Listed entries Block Start
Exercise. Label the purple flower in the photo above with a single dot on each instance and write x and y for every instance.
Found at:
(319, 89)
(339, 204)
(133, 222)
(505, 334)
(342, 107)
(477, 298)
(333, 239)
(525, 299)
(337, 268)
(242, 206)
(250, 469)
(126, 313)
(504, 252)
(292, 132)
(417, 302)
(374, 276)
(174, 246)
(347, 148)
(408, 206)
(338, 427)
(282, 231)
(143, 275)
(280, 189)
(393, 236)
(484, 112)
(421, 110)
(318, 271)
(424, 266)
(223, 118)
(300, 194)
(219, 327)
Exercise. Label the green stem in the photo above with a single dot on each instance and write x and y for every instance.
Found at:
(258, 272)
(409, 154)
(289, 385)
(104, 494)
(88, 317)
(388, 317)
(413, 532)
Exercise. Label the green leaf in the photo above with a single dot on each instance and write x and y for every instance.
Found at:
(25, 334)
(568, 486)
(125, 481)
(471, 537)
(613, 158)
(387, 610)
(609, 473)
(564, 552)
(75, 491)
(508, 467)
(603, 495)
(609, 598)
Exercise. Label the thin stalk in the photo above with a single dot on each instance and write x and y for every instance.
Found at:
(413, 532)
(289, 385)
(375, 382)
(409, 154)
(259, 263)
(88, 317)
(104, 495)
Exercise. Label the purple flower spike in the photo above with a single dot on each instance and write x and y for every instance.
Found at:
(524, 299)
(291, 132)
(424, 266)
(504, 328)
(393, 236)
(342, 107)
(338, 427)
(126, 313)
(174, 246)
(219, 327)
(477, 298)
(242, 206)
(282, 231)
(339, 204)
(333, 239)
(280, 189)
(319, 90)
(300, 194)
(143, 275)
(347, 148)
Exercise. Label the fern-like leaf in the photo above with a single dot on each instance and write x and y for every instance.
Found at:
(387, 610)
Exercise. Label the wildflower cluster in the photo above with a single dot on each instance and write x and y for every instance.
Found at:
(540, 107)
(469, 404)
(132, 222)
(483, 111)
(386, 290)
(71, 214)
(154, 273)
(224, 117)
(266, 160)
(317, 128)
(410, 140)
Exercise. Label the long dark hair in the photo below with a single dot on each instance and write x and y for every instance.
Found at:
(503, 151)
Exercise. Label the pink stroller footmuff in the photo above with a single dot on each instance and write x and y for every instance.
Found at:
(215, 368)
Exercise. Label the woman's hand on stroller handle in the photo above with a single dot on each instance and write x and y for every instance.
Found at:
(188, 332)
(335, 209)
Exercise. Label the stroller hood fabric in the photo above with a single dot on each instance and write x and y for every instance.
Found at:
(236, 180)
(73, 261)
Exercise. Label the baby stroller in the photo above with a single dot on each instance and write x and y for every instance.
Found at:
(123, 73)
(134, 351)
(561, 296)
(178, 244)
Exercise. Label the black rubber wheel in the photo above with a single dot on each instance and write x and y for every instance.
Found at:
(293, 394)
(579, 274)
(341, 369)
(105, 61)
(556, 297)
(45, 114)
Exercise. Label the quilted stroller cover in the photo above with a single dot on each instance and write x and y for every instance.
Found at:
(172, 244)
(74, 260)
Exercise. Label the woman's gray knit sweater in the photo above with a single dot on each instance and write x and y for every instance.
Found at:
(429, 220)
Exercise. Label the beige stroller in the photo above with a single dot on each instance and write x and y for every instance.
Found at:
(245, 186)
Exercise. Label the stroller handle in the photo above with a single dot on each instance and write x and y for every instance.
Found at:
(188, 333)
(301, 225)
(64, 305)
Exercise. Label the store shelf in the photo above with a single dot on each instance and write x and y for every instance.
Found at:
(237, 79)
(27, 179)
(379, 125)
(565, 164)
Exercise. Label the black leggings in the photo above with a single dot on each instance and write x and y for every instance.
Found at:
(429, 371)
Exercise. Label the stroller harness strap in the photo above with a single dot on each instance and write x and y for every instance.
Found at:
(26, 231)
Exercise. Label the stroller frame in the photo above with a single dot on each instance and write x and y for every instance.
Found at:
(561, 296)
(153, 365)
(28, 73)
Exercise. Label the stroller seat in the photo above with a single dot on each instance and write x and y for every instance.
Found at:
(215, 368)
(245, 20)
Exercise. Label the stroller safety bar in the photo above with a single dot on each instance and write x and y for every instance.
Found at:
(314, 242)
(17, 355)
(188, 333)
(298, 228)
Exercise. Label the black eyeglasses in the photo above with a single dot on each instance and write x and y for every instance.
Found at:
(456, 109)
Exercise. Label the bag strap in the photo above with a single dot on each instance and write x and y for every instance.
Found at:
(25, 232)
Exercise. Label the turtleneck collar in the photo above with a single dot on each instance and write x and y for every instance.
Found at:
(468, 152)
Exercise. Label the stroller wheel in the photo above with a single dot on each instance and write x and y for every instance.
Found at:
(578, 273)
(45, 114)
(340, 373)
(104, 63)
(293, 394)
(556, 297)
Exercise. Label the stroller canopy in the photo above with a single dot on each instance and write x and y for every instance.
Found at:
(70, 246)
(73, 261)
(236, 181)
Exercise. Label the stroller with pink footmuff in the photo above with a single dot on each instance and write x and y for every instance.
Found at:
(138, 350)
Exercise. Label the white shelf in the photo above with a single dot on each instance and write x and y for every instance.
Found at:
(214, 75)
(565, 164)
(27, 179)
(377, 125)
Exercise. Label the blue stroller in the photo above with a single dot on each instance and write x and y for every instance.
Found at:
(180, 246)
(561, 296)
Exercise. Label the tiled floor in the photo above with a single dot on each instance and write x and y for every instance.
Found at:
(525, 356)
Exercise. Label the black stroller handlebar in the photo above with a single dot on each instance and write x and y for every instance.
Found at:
Listed entries Block End
Line by line, retype all the entries exactly as they are shown.

Exercise. Label the purple flower in the photo above with a single dot on each instance and write x and y for every instance.
Found at:
(319, 89)
(339, 204)
(133, 222)
(505, 334)
(342, 107)
(477, 298)
(333, 239)
(525, 299)
(337, 268)
(242, 206)
(250, 469)
(126, 313)
(504, 252)
(292, 132)
(417, 302)
(374, 276)
(174, 246)
(347, 148)
(408, 206)
(338, 427)
(282, 231)
(143, 275)
(280, 189)
(393, 236)
(484, 112)
(421, 110)
(318, 271)
(424, 266)
(223, 118)
(300, 194)
(219, 327)
Exercise. Label the green stem in the photo above with a single dot on each instance and write x and y for every instance.
Found at:
(258, 272)
(409, 154)
(289, 385)
(104, 494)
(88, 317)
(388, 317)
(413, 532)
Exercise. Label the green leaf in the photo above with a single dot on each instance and write x and y for every instance.
Found at:
(25, 334)
(568, 486)
(125, 481)
(471, 537)
(613, 158)
(387, 610)
(609, 473)
(564, 552)
(75, 491)
(508, 467)
(603, 495)
(609, 598)
Exercise. Label the thin stalk in the photo above with a single dot on each instance and write x and y for every instance.
Found at:
(413, 532)
(289, 385)
(375, 382)
(409, 154)
(259, 263)
(88, 317)
(104, 495)
Exercise. Label the purple flower spike in the photo above with a single dot on each instance and write x and y for every instance.
Found at:
(524, 299)
(291, 132)
(424, 266)
(504, 328)
(393, 236)
(342, 107)
(338, 427)
(126, 313)
(174, 246)
(219, 327)
(477, 298)
(242, 206)
(282, 231)
(339, 204)
(333, 239)
(280, 189)
(319, 90)
(300, 194)
(143, 275)
(347, 148)
Exercise. Label the fern-like leaf in the photo above with a single dot on each instance and write x and y for every instance.
Found at:
(387, 610)
Exercise. Label the wildflower cluster in the photo above with a single dot on each instance and write x and y for every instance.
Found at:
(540, 107)
(469, 404)
(132, 222)
(483, 111)
(386, 290)
(71, 214)
(154, 273)
(224, 117)
(266, 160)
(317, 128)
(410, 140)
Exercise. Label the long dark hair in the photo below with a single dot on each instance and write x and y for every instance.
Found at:
(503, 151)
Exercise. Label the pink stroller footmuff in the photo above with a single dot on each instance and write x and y for every instance.
Found at:
(215, 368)
Exercise. Label the woman's hand on stroller handle in the photo above with a single dot on each instance and write x and y for every instance.
Found at:
(188, 332)
(335, 209)
Exercise. Label the stroller hood fabric in the photo above with a single dot on each instance and write x and y for every instance.
Found at:
(236, 180)
(73, 261)
Exercise. Label the baby stroller in the photo above with a single dot on each instance and write x and y for every instance.
Found at:
(123, 73)
(134, 351)
(561, 296)
(178, 244)
Exercise. Label the black rubber wheel in the photo above with a single dot on each instance and write x and y for every instance.
Found at:
(293, 394)
(579, 274)
(341, 369)
(105, 61)
(556, 297)
(45, 114)
Exercise. Label the quilted stroller cover in the photo above with a single dot on each instance and write x and y for every instance.
Found at:
(172, 244)
(74, 260)
Exercise. Label the woman's gray knit sweater in the photo above with a single dot on each instance and write x and y for every instance.
Found at:
(429, 220)
Exercise. Label the beige stroller in the photo above with a single dot on each instance and write x and y for every instance.
Found at:
(245, 186)
Exercise. Label the stroller handle in the photo above with a single dot on each instance and write x and y for every instance.
Found at:
(188, 333)
(301, 225)
(64, 305)
Exercise. Label the store shelf in the photo above with a single dot on each instance and write x and y for every instance.
Found at:
(237, 79)
(27, 179)
(379, 125)
(565, 164)
Exercise. Label the black leggings in the photo above with a single dot on each instance and write x and y for every instance.
Found at:
(429, 371)
Exercise. Label the stroller harness strap in the photo above with a single dot on each instance and write x and y for every instance.
Found at:
(26, 231)
Exercise. Label the stroller frame in the photo above with a single dot on each instance and write x and y for every instance.
Found at:
(561, 296)
(153, 365)
(28, 73)
Exercise. Label the stroller seat in the photo above with a single dot on each instance and write x and y for every instance.
Found at:
(215, 368)
(245, 20)
Exercise. Label the stroller safety bar in the photo above with a single dot on each instance and write x and y for every instance.
Found at:
(314, 242)
(17, 355)
(188, 333)
(298, 228)
Exercise. Label the black eyeglasses in the photo above with a single dot on each instance and write x and y for every instance.
Found at:
(456, 109)
Exercise. Label the bag strap in the photo above with a single dot on each instance and write x and y for every instance.
Found at:
(25, 232)
Exercise. Label the turtleneck collar in the photo above with a single dot on each instance and write x and y for every instance.
Found at:
(468, 152)
Exercise. Label the stroller wheel in the photo above with a single dot on each instance and write x and y for every instance.
Found at:
(578, 273)
(45, 114)
(340, 373)
(104, 63)
(293, 394)
(556, 297)
Exercise. Label the stroller canopy in the photo above with a single dot on each instance and write x and y for every instance.
Found at:
(70, 246)
(73, 261)
(236, 181)
Exercise. Label the stroller with pink footmuff in the photo above with a single dot on each instance and write x and y for every instance.
Found at:
(138, 350)
Exercise. Label the white shelf in the photo above with a single dot on each instance and write x and y for every instance.
Found at:
(214, 75)
(565, 164)
(27, 179)
(377, 125)
Exercise. Label the blue stroller in the photo above with a single dot on each instance and write x and y for every instance.
Found at:
(180, 246)
(561, 296)
Exercise. Label the tiled floor in the photo above with a single dot on each instance and write x and y for every instance.
Found at:
(525, 356)
Exercise. Label the black stroller handlebar in the photo above with a single dot on each instance and write x and y for every instance.
Found at:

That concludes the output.